▸ WORK TO COMPLETE: Reproduce every line of the material below verbatim, omitting the pictures.

Point-annotation data
— Begin —

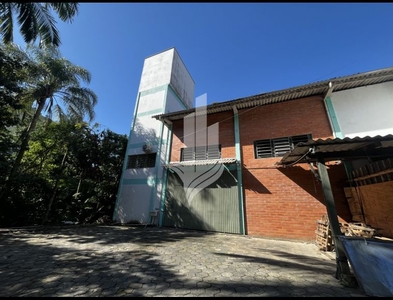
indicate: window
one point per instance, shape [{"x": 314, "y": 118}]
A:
[
  {"x": 141, "y": 161},
  {"x": 200, "y": 153},
  {"x": 278, "y": 147}
]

— End —

▸ RESULT OF THE EXERCISE:
indicate: window
one point per instance, shape [{"x": 314, "y": 118}]
A:
[
  {"x": 141, "y": 161},
  {"x": 200, "y": 153},
  {"x": 278, "y": 147}
]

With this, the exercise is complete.